[ http://issues.apache.org/jira/browse/NUTCH-298?page=all ]
Stefan Groschupf updated NUTCH-298:
-----------------------------------
Summary: if a 404 for a robots.txt is returned a NPE is thrown (was: if a
404 for a robots.txt is returned no page is fetched at all from the host)
Sorry, worng description.
> if a 404 for a robots.txt is returned a NPE is thrown
> -----------------------------------------------------
>
> Key: NUTCH-298
> URL: http://issues.apache.org/jira/browse/NUTCH-298
> Project: Nutch
> Type: Bug
> Reporter: Stefan Groschupf
> Fix For: 0.8-dev
> Attachments: fixNpeRobotRuleSet.patch
>
> What happen:
> Is no RobotRuleSet is in the cache for a host, we create try to fetch the
> robots.txt.
> In case http response code is not 200 or 403 but for example 404 we do "

**Input records**

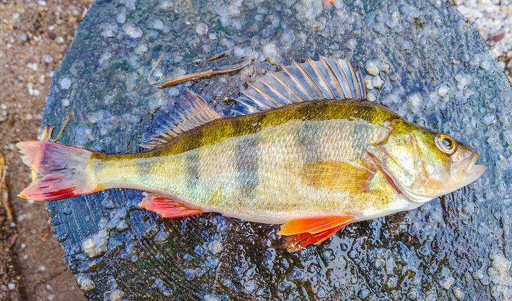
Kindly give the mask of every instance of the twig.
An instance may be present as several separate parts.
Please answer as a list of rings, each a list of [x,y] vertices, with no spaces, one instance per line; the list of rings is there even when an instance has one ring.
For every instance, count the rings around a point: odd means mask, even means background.
[[[197,79],[204,79],[205,77],[215,76],[217,75],[222,75],[228,73],[238,72],[247,67],[249,63],[250,63],[250,60],[247,60],[242,64],[225,70],[213,70],[210,69],[210,70],[207,71],[203,71],[201,72],[192,73],[191,74],[185,74],[181,76],[175,77],[173,79],[169,79],[168,81],[166,81],[161,85],[159,86],[159,88],[163,89],[165,88],[172,87],[173,86],[183,83],[189,81],[195,81]]]
[[[6,208],[7,220],[9,222],[13,222],[14,214],[13,213],[13,206],[9,200],[9,192],[7,191],[7,185],[6,185],[6,161],[4,159],[4,154],[0,153],[0,199],[1,199],[2,205]]]

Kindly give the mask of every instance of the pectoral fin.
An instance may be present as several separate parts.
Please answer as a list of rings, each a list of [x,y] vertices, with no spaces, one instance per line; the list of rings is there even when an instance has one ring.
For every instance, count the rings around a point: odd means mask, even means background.
[[[370,182],[375,175],[372,166],[361,168],[337,161],[317,161],[304,163],[302,176],[304,184],[317,189],[370,192]]]
[[[284,246],[290,252],[295,252],[310,244],[322,243],[355,218],[347,215],[290,220],[281,226],[278,234],[289,236]]]
[[[145,192],[139,206],[153,211],[162,218],[180,218],[204,213],[201,209],[193,208],[182,200],[169,195],[159,195]]]

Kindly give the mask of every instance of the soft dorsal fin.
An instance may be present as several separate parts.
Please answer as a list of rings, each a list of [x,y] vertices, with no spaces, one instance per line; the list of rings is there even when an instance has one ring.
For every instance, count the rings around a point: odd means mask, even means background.
[[[177,102],[178,106],[162,108],[155,114],[151,123],[151,131],[142,135],[140,146],[152,149],[168,142],[180,134],[222,117],[191,91],[182,93]]]
[[[281,65],[249,83],[237,100],[238,114],[265,111],[294,102],[321,100],[364,100],[363,76],[346,58],[321,56],[318,61]]]

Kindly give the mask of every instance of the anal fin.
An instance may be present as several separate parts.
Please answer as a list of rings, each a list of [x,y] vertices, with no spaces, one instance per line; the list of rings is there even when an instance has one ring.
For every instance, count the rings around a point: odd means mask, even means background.
[[[290,220],[281,226],[278,234],[288,236],[284,246],[288,251],[295,252],[323,242],[355,219],[346,215]]]
[[[144,192],[139,206],[153,211],[162,218],[180,218],[204,213],[202,210],[193,208],[178,198],[151,192]]]

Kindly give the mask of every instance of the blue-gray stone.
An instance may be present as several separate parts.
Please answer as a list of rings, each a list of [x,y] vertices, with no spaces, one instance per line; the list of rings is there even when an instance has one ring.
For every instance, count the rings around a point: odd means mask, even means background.
[[[234,105],[225,98],[238,96],[252,67],[257,74],[308,55],[345,55],[377,86],[372,100],[480,151],[483,176],[417,210],[351,225],[295,253],[281,246],[274,226],[213,213],[164,220],[137,207],[137,191],[49,202],[87,297],[510,297],[512,90],[500,65],[444,1],[328,2],[99,1],[55,73],[43,123],[59,126],[73,114],[62,143],[139,152],[153,114],[184,89],[229,113]],[[206,62],[224,51],[226,58]],[[246,59],[251,65],[236,74],[169,91],[154,86]]]

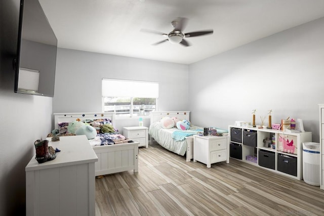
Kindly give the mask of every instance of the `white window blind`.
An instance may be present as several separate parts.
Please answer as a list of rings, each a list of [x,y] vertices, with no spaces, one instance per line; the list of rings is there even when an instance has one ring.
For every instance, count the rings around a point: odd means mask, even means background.
[[[103,97],[158,98],[157,82],[102,79]]]

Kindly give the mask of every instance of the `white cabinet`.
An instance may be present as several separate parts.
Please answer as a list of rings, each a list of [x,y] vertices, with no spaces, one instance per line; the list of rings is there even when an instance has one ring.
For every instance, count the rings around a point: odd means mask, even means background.
[[[229,162],[228,136],[193,136],[193,161],[207,165],[226,161]]]
[[[324,190],[324,104],[319,104],[319,143],[320,145],[320,182],[321,189]]]
[[[49,142],[61,150],[54,160],[25,167],[26,215],[95,215],[97,156],[84,135],[60,139]]]
[[[228,129],[231,157],[295,179],[303,179],[302,144],[311,142],[311,132],[294,133],[231,125]],[[266,140],[270,141],[274,147],[265,146]]]
[[[134,142],[140,143],[138,147],[148,147],[148,128],[143,126],[124,127],[124,136]]]

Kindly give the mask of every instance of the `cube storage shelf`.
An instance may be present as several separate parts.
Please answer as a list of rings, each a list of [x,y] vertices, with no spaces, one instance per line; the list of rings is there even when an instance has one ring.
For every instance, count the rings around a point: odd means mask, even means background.
[[[311,132],[293,133],[234,125],[229,125],[228,131],[231,135],[230,157],[295,179],[303,179],[302,144],[311,142]],[[272,137],[275,148],[265,146],[264,141],[271,141]],[[256,156],[257,162],[251,161],[251,156]]]
[[[319,104],[319,144],[320,154],[319,170],[319,186],[324,190],[324,104]]]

**Problems to work on**
a - Which release does the Nutch issue update list under "Fix For"?
b - Extract every line of the listing above that contains the string "white".

**In response**
a - 0.8-dev

b -
Kindly give the mask of every instance of the `white window blind`.
Kindly give the mask of every instance of the `white cabinet`.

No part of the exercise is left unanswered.